**Directives**
1. In the cumulative incidence vignette, what rate is given for the competing risk from death?
2. Decide whether each statement agrees with the cumulative incidence vignette, and quote the words that settle it: (a) Pseudo-values are produced with the SurvUtils::GenPseudo function. (b) Pseudo-values ignore censoring when they are constructed. (c) Time to the event of interest is simulated from an exponential distribution.
3. Rewrite the cumulative incidence vignette from "# Tabulate censorings, events, and" to "sum(status == 2)", putting "Count" in place of "Tabulate".

— START OF Excerpt provided —

In zrmacc/CICs: Inference on Cumulative Incidence Curves
Purpose
This vignette illustrates performing regression of cumulative incidence probabilities via pseudo-values.
knitr::opts_chunk$set(
collapse = TRUE,
comment = "#>",
cache = TRUE
)
suppressPackageStartupMessages({
library(dplyr)
library(ggplot2)
library(SurvUtils)
})
Pseudo-value regression
Simulate data
Time to the event of interest is simulated from an exponential distribution with rate parameter:
$$ \lambda(A, X_{1}, X_{2}) = \lambda_{0}\exp(A\beta_{A} + X_{1}\beta_{1} + X_{2}\beta_{2}) $$
Here $\lambda_{0}$ is the base event rate, $A \in {0, 1}$ is the treatment arm, and $(X_{1}, X_{2})$ are covariates. The coefficients are set such that treatment $A = 1$ decreases the event rate by 50\%, a one standard deviation increase in $X_{1}$ increases the event rate by 20\%, and $X_{2}$ has no effect. Time to the event of interest is subject to a competing risk from death, with rate $\lambda_{D} = 0.25$, and independent censoring, with rate $\lambda_{C} = 0.25$.
set.seed(101)
# Generate covariate frame.
n <- 2 * 1e3
df_x <- data.frame(
arm = rep(c(0, 1), each = 1e3),
x1 = stats::rnorm(n),
x2 = stats::rnorm(n)
)
# Center the scale the covariates.
df_x$x1 <- scale(df_x$x1)
df_x$x2 <- scale(df_x$x2)
# Simulate data.
df <- SurvUtils::GenCRData(
base_death_rate = 0.25,
base_event_rate = 1.0,
beta_event = c(log(0.5), log(1.2), 0),
censoring = 0.25,
covariates = data.matrix(df_x)
)
df <- cbind(df, df_x)
# Tabulate censorings, events, and deaths by treatment arm.
df %>%
dplyr::group_by(arm) %>%
dplyr::summarise(
n = dplyr::n(),
n_censor = sum(status == 0),
n_event = sum(status == 1),
n_death = sum(status == 2)
)
Pseudo-values regression
Pseudo-values at a specified time point $\tau$ are generated with the SurvUtils::GenPseudo function. The pseudo-value is defined as:
$$ \hat{\theta}{i}(\tau) = n \cdot \hat{\theta}(\tau) - (n - 1)\cdot\hat{\theta}{(-i)}(\tau)$$
where $\hat{\theta}{i}(\tau)$ is the pseudo-value for subject $i$ at time $\tau$, $n$ is the sample size, $\hat{\theta}(\tau)$ is the value of the cumulative incidence curve (CIC) at time $\tau$ based on the full sample, and $\hat{\theta}{(-i)}(\tau)$ is the CIC at time $\tau$ based on the jackknifed sample with subject $i$ excluded. Pseudo-values take censoring into account during their construction, and once calculated, can be modeled in the same way as any continuous outcome.

— END OF Excerpt provided —
— START OF Supplied information —

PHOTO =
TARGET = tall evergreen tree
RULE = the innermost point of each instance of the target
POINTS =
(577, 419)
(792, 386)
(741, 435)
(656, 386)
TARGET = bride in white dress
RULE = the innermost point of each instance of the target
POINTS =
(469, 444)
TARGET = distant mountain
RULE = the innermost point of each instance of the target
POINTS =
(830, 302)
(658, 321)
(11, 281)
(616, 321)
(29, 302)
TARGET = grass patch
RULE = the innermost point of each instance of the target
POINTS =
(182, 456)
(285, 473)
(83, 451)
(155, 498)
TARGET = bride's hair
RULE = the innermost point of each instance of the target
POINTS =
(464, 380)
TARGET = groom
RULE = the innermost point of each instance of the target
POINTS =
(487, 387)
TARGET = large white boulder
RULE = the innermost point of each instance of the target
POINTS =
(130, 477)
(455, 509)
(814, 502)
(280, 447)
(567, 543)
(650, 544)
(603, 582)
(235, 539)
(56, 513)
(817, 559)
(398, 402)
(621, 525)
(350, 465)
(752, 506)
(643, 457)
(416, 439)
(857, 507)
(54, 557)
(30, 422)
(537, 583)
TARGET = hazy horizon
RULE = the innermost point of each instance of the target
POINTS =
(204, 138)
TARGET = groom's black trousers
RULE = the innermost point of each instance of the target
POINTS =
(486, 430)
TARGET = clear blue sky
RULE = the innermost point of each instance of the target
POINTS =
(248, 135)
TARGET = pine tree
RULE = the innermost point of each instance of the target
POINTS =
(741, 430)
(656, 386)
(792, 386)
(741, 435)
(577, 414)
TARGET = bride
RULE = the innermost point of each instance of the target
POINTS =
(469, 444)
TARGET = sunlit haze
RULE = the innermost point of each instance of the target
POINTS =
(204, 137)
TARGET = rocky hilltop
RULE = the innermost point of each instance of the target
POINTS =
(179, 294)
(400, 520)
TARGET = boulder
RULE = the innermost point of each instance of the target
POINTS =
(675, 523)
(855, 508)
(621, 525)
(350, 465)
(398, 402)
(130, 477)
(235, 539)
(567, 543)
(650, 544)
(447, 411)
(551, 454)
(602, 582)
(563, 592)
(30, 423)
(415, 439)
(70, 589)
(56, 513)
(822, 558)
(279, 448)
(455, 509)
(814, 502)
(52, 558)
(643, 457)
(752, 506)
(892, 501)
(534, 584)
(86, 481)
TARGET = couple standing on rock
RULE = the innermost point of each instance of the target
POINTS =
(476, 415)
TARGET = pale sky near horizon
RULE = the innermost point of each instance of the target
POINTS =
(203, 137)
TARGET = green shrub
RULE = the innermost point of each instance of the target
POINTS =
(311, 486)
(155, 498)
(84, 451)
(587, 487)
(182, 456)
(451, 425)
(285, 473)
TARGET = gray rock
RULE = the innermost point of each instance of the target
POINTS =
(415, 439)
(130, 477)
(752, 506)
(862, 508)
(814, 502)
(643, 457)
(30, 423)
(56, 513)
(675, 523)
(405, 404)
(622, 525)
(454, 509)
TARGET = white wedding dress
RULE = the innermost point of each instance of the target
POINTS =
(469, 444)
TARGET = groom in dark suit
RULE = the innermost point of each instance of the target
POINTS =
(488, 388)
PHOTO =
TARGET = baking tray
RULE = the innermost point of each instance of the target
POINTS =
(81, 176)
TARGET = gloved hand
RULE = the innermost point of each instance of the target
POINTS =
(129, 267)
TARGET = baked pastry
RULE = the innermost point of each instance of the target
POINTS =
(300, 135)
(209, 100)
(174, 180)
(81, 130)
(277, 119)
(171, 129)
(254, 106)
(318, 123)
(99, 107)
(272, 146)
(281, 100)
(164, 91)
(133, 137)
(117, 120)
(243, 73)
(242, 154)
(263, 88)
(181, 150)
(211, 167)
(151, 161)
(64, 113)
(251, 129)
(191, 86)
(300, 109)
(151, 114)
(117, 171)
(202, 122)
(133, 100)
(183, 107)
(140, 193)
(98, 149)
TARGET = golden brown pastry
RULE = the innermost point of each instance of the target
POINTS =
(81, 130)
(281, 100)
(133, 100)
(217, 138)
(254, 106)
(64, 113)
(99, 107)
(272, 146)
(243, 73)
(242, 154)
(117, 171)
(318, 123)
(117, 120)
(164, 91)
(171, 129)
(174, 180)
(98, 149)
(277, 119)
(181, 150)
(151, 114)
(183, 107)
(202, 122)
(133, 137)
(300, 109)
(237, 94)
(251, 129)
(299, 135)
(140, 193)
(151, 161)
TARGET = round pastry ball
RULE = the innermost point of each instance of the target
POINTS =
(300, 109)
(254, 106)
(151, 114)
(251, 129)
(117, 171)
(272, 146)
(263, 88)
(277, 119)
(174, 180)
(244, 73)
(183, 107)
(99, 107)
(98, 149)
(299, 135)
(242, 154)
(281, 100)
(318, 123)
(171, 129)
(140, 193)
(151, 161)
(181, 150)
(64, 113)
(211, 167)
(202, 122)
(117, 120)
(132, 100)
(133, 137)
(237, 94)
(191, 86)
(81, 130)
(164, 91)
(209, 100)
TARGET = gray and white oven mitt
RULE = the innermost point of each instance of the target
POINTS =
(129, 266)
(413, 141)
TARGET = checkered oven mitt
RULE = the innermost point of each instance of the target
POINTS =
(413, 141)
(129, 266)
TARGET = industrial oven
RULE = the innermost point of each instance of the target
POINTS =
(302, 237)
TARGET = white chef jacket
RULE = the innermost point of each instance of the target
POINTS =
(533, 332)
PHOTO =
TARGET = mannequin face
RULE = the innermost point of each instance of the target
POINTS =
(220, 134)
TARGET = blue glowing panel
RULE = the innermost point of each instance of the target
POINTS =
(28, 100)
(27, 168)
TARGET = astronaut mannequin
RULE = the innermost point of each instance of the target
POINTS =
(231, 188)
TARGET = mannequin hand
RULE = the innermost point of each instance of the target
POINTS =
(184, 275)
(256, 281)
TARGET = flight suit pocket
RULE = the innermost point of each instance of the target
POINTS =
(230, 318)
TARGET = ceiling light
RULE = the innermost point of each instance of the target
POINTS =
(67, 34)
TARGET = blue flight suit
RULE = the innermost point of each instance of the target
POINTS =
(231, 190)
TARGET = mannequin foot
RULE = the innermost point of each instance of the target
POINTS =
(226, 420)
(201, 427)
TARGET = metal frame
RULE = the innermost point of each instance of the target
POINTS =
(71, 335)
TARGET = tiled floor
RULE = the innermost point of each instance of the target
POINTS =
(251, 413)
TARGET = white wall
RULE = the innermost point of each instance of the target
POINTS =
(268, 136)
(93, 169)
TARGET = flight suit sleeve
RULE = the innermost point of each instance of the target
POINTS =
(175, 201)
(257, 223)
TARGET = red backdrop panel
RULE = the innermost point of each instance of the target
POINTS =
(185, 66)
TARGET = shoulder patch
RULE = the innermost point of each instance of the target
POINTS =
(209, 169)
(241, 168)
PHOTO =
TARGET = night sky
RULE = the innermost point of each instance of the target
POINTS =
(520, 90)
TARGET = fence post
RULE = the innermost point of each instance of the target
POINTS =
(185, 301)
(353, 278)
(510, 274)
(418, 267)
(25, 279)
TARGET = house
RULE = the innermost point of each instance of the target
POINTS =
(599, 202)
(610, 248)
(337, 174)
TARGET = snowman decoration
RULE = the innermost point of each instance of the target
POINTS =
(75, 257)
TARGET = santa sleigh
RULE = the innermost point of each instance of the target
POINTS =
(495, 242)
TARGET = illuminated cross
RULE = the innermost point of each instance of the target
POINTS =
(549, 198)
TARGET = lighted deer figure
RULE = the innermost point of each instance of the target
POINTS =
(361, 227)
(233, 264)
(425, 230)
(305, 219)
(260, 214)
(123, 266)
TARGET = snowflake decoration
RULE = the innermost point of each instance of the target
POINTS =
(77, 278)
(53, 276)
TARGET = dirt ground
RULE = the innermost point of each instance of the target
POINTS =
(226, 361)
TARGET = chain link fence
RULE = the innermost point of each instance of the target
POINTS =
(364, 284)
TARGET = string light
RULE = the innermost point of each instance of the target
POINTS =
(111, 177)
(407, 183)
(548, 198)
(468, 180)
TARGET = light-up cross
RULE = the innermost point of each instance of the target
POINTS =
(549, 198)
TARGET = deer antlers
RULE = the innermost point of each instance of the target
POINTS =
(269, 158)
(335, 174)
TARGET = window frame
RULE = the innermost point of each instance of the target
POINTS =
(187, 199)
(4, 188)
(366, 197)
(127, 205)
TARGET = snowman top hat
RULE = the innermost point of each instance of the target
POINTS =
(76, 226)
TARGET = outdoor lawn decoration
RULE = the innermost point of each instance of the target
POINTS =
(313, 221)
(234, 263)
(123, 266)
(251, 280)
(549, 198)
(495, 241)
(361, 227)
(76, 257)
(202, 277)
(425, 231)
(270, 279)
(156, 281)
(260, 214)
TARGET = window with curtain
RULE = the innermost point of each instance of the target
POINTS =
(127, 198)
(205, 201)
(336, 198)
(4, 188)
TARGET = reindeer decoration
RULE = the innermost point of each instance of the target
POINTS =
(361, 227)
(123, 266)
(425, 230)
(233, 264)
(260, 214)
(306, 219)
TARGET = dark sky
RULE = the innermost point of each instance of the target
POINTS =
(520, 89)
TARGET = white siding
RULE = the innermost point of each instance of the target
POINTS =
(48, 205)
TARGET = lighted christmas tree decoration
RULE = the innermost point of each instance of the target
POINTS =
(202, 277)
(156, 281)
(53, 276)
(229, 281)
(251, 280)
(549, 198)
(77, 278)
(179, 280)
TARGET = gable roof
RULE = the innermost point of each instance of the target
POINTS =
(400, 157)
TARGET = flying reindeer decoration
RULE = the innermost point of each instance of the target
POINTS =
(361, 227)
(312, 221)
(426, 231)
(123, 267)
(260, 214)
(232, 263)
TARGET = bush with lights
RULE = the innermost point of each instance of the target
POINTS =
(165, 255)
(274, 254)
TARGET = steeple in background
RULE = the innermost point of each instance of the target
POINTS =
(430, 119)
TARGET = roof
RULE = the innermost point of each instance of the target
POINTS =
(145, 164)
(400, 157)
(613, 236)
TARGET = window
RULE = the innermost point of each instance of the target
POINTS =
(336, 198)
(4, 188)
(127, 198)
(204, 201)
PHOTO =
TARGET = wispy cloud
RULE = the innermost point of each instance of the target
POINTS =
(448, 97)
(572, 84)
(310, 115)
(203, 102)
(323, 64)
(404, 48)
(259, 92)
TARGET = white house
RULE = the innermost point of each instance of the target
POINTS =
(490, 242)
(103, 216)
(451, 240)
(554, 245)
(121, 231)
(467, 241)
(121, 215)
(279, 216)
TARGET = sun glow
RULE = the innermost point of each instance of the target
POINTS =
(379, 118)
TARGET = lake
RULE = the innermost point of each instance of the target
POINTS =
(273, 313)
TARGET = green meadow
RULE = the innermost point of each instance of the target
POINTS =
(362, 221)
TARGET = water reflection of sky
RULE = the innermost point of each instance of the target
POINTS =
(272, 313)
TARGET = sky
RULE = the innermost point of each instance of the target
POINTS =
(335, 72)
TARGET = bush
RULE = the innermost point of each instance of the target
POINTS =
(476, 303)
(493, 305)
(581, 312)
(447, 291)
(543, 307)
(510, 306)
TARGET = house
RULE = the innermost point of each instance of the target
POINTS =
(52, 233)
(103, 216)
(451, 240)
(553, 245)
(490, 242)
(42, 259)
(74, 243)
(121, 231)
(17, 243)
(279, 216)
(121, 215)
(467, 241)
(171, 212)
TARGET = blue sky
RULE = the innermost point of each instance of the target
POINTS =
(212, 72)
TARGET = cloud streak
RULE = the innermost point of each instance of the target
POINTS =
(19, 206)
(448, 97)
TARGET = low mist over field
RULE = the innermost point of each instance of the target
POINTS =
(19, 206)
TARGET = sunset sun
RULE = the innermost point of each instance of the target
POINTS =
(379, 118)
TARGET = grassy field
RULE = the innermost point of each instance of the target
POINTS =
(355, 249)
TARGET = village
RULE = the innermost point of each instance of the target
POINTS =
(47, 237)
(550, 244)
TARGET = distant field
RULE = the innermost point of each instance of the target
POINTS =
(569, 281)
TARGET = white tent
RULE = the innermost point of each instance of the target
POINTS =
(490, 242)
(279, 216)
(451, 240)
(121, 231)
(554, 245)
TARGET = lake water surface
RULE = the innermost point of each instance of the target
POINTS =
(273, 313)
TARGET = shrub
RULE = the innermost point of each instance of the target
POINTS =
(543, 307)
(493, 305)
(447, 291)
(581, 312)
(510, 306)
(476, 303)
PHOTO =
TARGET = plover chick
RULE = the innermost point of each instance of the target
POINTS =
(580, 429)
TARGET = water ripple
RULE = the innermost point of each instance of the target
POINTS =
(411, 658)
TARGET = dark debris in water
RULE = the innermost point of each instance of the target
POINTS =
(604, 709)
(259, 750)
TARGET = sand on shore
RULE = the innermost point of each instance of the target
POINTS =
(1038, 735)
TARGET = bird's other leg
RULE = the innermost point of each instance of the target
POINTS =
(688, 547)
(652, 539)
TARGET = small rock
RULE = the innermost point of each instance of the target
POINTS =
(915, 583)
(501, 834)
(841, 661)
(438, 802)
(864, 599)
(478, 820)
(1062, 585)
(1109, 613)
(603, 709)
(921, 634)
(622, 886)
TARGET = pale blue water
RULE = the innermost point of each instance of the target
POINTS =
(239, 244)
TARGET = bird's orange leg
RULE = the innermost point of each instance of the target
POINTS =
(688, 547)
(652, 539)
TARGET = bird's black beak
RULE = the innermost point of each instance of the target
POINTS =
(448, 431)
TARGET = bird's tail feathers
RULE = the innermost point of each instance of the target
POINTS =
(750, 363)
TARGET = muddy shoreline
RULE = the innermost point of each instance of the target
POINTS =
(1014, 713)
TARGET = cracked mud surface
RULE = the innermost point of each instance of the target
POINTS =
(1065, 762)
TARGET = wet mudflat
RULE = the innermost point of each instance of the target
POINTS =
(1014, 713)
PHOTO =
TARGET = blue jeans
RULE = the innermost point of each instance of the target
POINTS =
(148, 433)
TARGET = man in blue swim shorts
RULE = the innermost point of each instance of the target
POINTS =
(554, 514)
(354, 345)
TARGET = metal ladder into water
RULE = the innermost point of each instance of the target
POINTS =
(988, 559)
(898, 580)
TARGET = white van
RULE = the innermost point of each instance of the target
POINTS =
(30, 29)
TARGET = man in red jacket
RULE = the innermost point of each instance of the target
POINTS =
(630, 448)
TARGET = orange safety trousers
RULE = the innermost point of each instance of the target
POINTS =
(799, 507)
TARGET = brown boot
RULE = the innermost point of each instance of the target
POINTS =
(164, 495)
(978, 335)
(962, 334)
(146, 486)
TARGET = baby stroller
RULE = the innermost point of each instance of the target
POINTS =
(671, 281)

— END OF Supplied information —

**Solved problems**
1. 0.25

2.
(a) Yes: "are generated with the SurvUtils::GenPseudo function"
(b) No: "Pseudo-values take censoring into account during their construction"
(c) Yes: "Time to the event of interest is simulated from an exponential distribution"

3.
# Count censorings, events, and deaths by treatment arm.
df %>%
dplyr::group_by(arm) %>%
dplyr::summarise(
n = dplyr::n(),
n_censor = sum(status == 0),
n_event = sum(status == 1),
n_death = sum(status == 2)